— SELECTED EXTRACT —
>>>

Austin, Texas has changed an awful lot in recent years, as the Texan capital has also become a tech capital, and ARRIVE Austin stands as a perfect emblem of that evolution. The east side of town has long been the city’s less polished, more creative side, and it still is — though it’d be a stretch to call this brand-new contemporary structure unpolished, its industrial-inspired interiors and its sociable, communal atmosphere remain true to the spirit of the neighborhood.

 

Virgin Hotels Dallas

Dallas, Texas

Virgin Hotels Dallas

If Richard Branson’s various Virgin brands have a common thread, it’s an intention to make the kind of jet-set lifestyle for which Branson is famous accessible to everyone — and in the case of Virgin Hotels Dallas, in the city’s blossoming Design District, that means the high-design, high-art boutique-hotel experience, at a price you don’t have to be independently wealthy to afford. And, this being Virgin, it also means a strong dose of swinging Sixties modernism.

 

Ahau Tulum

Tulum, Mexico

Ahau Tulum

Ahau Tulum takes “low-impact” to a higher level; it’s named for the Mayan sun god Kinich Ahau, who represents universal consciousness. Needless to say it takes great pains to minimize its ecological footprint, as does more or less every small hotel in this part of the world. Where it excels, however, is in the related goal of stepping out of the way and letting its guests experience the closest possible communion with nature (short of sleeping outside under the stars).

<<<

— COMPLETE THE FOLLOWING —
A. Answer these from the hotel descriptions:
(i) Which side of Austin has long been the city's less polished, more creative side?
(ii) In which district of Dallas is Virgin Hotels Dallas located?
(iii) Who is Ahau Tulum named for?
B. Please copy the passage of the hotel descriptions starting at "If Richard Branson’s" and ending at "swinging Sixties modernism.".
The rows after this are separate from the hotel descriptions.

— PROVIDED INFORMATION —
>>>

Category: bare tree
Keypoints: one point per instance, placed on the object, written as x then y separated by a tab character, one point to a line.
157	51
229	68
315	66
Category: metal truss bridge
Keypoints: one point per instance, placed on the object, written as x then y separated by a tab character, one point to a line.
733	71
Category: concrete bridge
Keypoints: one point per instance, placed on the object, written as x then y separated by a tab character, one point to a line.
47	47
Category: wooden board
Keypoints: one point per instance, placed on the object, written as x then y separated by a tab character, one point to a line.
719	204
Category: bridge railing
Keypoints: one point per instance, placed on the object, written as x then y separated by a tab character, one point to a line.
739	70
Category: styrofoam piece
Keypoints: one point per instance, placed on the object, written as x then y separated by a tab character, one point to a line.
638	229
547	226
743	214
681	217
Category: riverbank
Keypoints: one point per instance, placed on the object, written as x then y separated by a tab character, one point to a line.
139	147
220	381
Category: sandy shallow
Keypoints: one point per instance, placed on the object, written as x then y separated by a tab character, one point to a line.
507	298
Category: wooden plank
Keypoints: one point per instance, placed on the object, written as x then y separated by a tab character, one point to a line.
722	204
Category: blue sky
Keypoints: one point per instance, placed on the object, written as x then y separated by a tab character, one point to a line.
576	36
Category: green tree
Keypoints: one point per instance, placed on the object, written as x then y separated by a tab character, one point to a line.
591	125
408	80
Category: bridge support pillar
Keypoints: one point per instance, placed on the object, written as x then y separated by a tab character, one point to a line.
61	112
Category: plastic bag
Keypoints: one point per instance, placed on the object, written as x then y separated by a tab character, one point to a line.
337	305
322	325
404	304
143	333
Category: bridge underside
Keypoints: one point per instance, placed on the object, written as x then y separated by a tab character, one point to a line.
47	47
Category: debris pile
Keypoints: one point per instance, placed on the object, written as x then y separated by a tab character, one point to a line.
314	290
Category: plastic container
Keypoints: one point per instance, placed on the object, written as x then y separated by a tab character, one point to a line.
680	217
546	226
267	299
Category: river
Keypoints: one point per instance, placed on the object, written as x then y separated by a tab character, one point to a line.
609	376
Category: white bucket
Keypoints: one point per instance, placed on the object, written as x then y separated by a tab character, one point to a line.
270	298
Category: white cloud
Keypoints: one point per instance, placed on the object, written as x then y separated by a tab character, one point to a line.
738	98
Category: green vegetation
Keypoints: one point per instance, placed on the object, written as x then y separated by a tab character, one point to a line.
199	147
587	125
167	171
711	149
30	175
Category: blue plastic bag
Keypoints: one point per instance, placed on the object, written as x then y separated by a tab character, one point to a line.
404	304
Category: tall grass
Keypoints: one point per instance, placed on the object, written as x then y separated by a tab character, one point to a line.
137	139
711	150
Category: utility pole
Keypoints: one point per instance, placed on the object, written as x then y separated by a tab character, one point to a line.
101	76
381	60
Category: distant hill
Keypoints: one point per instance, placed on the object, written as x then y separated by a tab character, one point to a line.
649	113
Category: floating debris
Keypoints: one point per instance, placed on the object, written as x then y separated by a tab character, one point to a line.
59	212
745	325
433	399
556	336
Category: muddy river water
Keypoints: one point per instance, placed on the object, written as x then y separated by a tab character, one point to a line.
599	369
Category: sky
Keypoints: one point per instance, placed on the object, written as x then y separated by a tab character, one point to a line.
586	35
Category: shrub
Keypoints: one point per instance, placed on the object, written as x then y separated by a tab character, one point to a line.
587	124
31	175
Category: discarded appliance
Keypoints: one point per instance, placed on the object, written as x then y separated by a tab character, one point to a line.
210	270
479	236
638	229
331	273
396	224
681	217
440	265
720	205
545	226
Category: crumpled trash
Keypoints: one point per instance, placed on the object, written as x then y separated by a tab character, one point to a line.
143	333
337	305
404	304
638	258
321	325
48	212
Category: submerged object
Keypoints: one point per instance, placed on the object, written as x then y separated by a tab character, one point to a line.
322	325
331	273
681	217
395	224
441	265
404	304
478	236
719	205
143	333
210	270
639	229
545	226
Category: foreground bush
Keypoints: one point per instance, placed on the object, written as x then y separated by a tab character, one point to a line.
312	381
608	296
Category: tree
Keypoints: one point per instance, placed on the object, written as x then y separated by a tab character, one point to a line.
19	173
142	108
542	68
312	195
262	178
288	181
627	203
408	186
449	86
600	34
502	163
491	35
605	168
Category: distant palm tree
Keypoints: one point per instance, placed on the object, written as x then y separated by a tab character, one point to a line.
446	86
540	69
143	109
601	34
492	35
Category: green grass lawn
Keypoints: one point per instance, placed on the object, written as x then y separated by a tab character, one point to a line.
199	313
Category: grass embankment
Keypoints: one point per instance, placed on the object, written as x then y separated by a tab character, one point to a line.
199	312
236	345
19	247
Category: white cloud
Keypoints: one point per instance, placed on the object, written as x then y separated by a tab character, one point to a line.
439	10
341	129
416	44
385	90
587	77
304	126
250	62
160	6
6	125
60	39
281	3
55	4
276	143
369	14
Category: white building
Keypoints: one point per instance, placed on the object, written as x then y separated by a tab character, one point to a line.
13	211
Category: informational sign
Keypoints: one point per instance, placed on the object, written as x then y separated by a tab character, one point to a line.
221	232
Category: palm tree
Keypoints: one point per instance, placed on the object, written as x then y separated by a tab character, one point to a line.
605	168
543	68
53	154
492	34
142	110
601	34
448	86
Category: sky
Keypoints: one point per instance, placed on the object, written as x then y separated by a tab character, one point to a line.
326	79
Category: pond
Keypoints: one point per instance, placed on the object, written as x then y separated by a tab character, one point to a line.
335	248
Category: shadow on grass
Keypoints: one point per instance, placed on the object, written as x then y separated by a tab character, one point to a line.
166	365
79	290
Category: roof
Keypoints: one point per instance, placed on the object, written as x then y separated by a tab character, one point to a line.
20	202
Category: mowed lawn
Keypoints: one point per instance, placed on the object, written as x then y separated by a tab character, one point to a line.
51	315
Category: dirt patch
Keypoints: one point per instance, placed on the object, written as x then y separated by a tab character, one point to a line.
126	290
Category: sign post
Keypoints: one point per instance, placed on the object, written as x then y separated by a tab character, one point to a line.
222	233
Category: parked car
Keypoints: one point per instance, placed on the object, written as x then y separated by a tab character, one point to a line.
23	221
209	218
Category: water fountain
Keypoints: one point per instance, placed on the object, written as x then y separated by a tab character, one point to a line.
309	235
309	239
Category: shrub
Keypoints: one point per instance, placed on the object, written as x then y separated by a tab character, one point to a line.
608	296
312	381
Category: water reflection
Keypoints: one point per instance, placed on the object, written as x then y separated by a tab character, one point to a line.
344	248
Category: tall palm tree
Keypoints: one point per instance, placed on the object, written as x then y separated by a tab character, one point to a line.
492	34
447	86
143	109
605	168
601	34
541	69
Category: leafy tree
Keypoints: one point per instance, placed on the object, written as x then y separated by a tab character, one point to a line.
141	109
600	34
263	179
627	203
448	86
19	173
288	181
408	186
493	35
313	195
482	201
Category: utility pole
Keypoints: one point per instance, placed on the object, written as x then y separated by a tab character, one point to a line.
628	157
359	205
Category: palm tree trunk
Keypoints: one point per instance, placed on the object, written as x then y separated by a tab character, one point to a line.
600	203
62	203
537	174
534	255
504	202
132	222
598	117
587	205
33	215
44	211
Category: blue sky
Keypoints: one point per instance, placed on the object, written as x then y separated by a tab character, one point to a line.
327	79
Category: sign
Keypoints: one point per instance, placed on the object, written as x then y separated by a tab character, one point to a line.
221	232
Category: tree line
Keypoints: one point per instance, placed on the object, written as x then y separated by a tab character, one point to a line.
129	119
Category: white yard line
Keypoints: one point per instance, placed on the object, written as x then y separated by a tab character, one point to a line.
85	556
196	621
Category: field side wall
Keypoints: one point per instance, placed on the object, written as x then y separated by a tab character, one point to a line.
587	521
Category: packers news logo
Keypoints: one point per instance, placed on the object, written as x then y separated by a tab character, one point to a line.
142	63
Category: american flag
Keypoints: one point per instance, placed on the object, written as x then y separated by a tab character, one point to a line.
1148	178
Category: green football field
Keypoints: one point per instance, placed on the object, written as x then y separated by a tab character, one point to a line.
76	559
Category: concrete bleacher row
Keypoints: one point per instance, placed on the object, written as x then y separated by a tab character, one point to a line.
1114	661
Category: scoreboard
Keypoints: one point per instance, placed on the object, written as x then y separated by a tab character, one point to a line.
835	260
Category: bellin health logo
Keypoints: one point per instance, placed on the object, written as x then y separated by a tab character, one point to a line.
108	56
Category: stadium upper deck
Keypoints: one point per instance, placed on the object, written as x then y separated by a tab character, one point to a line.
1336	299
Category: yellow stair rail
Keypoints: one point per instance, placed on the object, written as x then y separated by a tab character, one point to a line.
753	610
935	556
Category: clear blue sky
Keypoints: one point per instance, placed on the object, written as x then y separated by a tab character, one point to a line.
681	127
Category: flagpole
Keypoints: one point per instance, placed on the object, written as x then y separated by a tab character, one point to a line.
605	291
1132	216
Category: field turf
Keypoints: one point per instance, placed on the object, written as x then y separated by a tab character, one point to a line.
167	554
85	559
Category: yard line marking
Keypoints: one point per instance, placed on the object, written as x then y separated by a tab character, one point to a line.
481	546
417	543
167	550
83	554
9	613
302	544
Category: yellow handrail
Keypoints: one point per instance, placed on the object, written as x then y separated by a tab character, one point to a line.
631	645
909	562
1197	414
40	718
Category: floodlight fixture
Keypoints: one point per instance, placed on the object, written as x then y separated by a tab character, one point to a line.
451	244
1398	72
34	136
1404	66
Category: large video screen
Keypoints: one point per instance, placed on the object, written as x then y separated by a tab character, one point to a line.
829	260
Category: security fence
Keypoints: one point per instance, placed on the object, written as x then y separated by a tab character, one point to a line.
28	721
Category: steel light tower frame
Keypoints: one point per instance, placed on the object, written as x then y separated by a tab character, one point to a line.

<<<

— TASK SOLUTIONS —
A.
(i) The east side.
(ii) The Design District.
(iii) The Mayan sun god Kinich Ahau.

B.
If Richard Branson’s various Virgin brands have a common thread, it’s an intention to make the kind of jet-set lifestyle for which Branson is famous accessible to everyone — and in the case of Virgin Hotels Dallas, in the city’s blossoming Design District, that means the high-design, high-art boutique-hotel experience, at a price you don’t have to be independently wealthy to afford. And, this being Virgin, it also means a strong dose of swinging Sixties modernism.